▶ [EXERCISE INSTRUCTIONS]: Every entry in the data that follows should come back exactly, pictures aside.

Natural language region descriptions
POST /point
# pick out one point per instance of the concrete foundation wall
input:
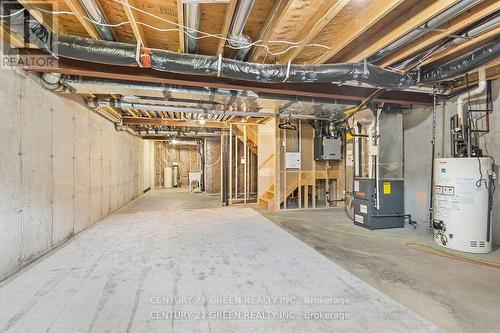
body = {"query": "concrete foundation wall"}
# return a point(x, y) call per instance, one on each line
point(62, 169)
point(417, 137)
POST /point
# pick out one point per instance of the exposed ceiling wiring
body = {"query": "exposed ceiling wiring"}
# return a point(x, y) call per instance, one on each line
point(257, 43)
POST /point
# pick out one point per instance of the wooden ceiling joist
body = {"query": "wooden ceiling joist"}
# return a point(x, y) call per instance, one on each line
point(464, 46)
point(76, 7)
point(328, 10)
point(414, 18)
point(452, 27)
point(137, 30)
point(280, 8)
point(49, 21)
point(372, 14)
point(170, 122)
point(228, 18)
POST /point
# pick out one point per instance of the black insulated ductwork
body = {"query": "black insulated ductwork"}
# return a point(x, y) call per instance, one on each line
point(121, 54)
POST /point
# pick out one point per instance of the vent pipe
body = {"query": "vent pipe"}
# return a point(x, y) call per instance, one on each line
point(433, 23)
point(472, 33)
point(236, 37)
point(193, 12)
point(94, 11)
point(481, 87)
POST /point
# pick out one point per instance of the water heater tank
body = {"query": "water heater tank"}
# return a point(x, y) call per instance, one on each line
point(462, 216)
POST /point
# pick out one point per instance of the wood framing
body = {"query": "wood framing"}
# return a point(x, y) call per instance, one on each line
point(180, 21)
point(366, 19)
point(464, 46)
point(228, 17)
point(138, 33)
point(41, 17)
point(328, 10)
point(418, 15)
point(452, 27)
point(273, 20)
point(76, 7)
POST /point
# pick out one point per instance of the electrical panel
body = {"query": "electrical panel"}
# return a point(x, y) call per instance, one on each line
point(327, 148)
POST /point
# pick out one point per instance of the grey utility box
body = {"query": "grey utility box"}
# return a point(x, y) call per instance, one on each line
point(327, 148)
point(390, 213)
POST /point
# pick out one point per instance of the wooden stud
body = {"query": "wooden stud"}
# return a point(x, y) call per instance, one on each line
point(137, 30)
point(313, 27)
point(230, 162)
point(300, 167)
point(76, 7)
point(418, 16)
point(277, 166)
point(273, 20)
point(452, 27)
point(180, 21)
point(236, 167)
point(228, 18)
point(245, 166)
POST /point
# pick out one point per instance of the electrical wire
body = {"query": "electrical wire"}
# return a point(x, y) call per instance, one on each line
point(185, 28)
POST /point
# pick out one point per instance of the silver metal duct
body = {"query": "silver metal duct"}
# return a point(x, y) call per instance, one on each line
point(433, 23)
point(236, 37)
point(193, 12)
point(52, 81)
point(149, 105)
point(94, 11)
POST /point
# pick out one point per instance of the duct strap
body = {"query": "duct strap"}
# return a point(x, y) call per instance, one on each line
point(145, 57)
point(219, 64)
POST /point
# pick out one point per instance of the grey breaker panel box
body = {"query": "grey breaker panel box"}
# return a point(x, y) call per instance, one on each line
point(391, 201)
point(327, 148)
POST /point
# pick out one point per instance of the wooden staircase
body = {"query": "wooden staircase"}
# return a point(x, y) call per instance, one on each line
point(239, 131)
point(266, 200)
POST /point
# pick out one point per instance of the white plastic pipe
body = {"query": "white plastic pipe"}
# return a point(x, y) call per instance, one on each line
point(481, 87)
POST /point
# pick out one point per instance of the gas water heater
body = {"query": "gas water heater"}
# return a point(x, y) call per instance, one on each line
point(463, 190)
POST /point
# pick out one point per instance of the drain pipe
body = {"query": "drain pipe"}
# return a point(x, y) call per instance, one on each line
point(433, 23)
point(236, 37)
point(94, 11)
point(470, 34)
point(481, 87)
point(193, 13)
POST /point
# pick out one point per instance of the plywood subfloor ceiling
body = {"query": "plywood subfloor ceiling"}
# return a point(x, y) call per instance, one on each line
point(298, 31)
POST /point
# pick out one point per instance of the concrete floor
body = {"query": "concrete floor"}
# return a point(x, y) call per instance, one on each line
point(454, 295)
point(176, 254)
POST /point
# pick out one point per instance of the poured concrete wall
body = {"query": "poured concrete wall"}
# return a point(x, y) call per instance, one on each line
point(417, 137)
point(62, 169)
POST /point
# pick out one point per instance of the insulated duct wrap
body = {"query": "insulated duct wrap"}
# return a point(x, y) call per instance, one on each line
point(114, 53)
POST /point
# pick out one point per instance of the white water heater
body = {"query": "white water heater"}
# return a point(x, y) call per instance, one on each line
point(462, 217)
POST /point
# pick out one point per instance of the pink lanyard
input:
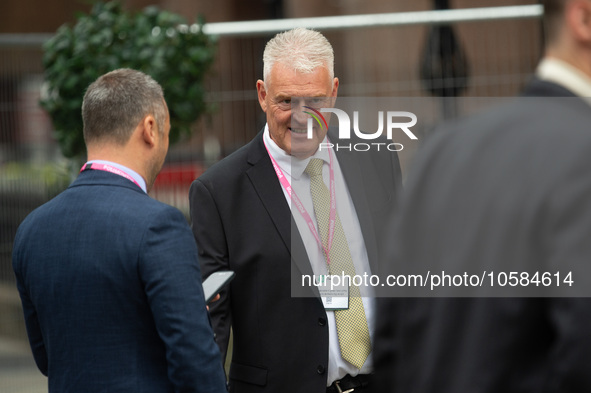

▶ [SOLUTION]:
POST /point
# pick out one point per instance of the concrete foundation wall
input:
body = {"query": "concrete foundation wall"}
# return a point(x, y) call per instance, one on each line
point(62, 169)
point(417, 137)
POST /point
# pick out one point per instance of the exposed ceiling wiring
body = {"query": "exposed ceiling wiring"}
# return a point(x, y) call per instance, one on each line
point(257, 43)
POST /point
# pick out one point per instance of the wooden ceiling joist
body = {"query": "wooden ceiling joist"}
# return a point(x, y) call per instance, one on each line
point(464, 46)
point(76, 7)
point(328, 10)
point(414, 18)
point(452, 27)
point(137, 30)
point(280, 8)
point(49, 21)
point(372, 14)
point(170, 122)
point(228, 18)
POST /point
# pick out one point per instance of the black insulated ductwork
body = {"query": "black insulated ductwork"}
# return a point(x, y) call per instance, one on each line
point(121, 54)
POST /point
# pick out one point per instance of the vent pipe
body = {"query": "vent pipe"}
# return a point(x, y) call per instance, one on each line
point(433, 23)
point(472, 33)
point(236, 37)
point(193, 12)
point(94, 11)
point(481, 87)
POST /point
# pick out one point per instance of the water heater tank
body = {"query": "water heater tank"}
# return a point(x, y) call per instance, one on each line
point(462, 216)
POST /point
# pick out one point per instance of the wood framing
body = {"query": "wood framing"}
# return a point(x, y) call per instance, one on each line
point(180, 21)
point(366, 19)
point(464, 46)
point(228, 17)
point(138, 33)
point(41, 17)
point(328, 10)
point(418, 15)
point(452, 27)
point(273, 20)
point(76, 7)
POST /point
# pick out one point per instance of the electrical panel
body = {"query": "electrical panel"}
# return a point(x, y) call per instance, one on each line
point(327, 148)
POST /point
# pick out one point per instance of the grey utility box
body = {"query": "grey utility box"}
# return a point(x, y) call per instance, one on each line
point(327, 148)
point(390, 213)
POST /point
# pick out one point per instance of the wooden stud
body = {"query": "wooden stud"}
# return a point(x, y) call per instance, one on each line
point(137, 30)
point(313, 27)
point(230, 162)
point(300, 167)
point(76, 7)
point(418, 16)
point(277, 166)
point(273, 20)
point(452, 27)
point(180, 21)
point(236, 167)
point(228, 18)
point(245, 166)
POST /point
# pick out one point per instance of the electrical wire
body = {"query": "electrical wire"}
# return a point(x, y) call per instance, one on each line
point(185, 28)
POST /point
# pick out one point per instance of the silver metal duct
body = {"query": "silver metal duct"}
# return a point(x, y) call per instance, one on each line
point(433, 23)
point(236, 37)
point(193, 12)
point(52, 81)
point(149, 105)
point(94, 11)
POST /point
# pick out one point per instance of the duct strap
body = {"query": "duct strap"}
# return a point(x, y) call per instance, one on each line
point(145, 57)
point(219, 64)
POST /point
# pick out one point per instance of the grey breaker panel box
body = {"query": "grey breaker panel box"}
# return a point(x, y) call per instance, one on each line
point(391, 201)
point(327, 148)
POST /point
# pick out one point per instance of the wooden staircase
body = {"query": "wooden staircase"}
# return a point(x, y) call per instance, one on each line
point(239, 131)
point(266, 200)
POST /point
# pick out one point per instance of the white plastic pipe
body = {"query": "white plastic pipe"}
# return a point(x, y) call per instance, one on each line
point(481, 87)
POST /point
# pick out one point per instance of the gas water heater
body = {"query": "gas water heater"}
# return a point(x, y) call per instance, one on each line
point(463, 190)
POST /point
# pick out one point per instance of the drain pipe
body = {"query": "drain pipe"}
# return a point(x, y) call per instance, one on each line
point(433, 23)
point(236, 37)
point(94, 11)
point(470, 34)
point(481, 87)
point(193, 13)
POST /point
# pick out one point per instance of the plywood subfloor ceiling
body = {"query": "plywood subfloor ceiling"}
# return a point(x, y) call per instance, one on each line
point(298, 31)
POST /point
# pick out one point per instance of the concrete floor
body = {"query": "concrete floor"}
# return a point(x, y) call per instance, one on each line
point(454, 295)
point(176, 254)
POST /point
# pick out one point per instance of the poured concrete wall
body = {"query": "poured concrete wall"}
# return a point(x, y) call per instance, one on each line
point(417, 137)
point(62, 169)
POST /point
# pick out one point per instance of the insulated duct wrap
body = {"query": "insulated duct wrap"}
# return a point(x, y) call per instance, one on each line
point(114, 53)
POST /point
# pick out one point per instance of the white water heater
body = {"query": "white water heater"}
# return a point(x, y) call per instance, one on each line
point(462, 217)
POST /point
# pick out one point per instance of the pink lanyard
input:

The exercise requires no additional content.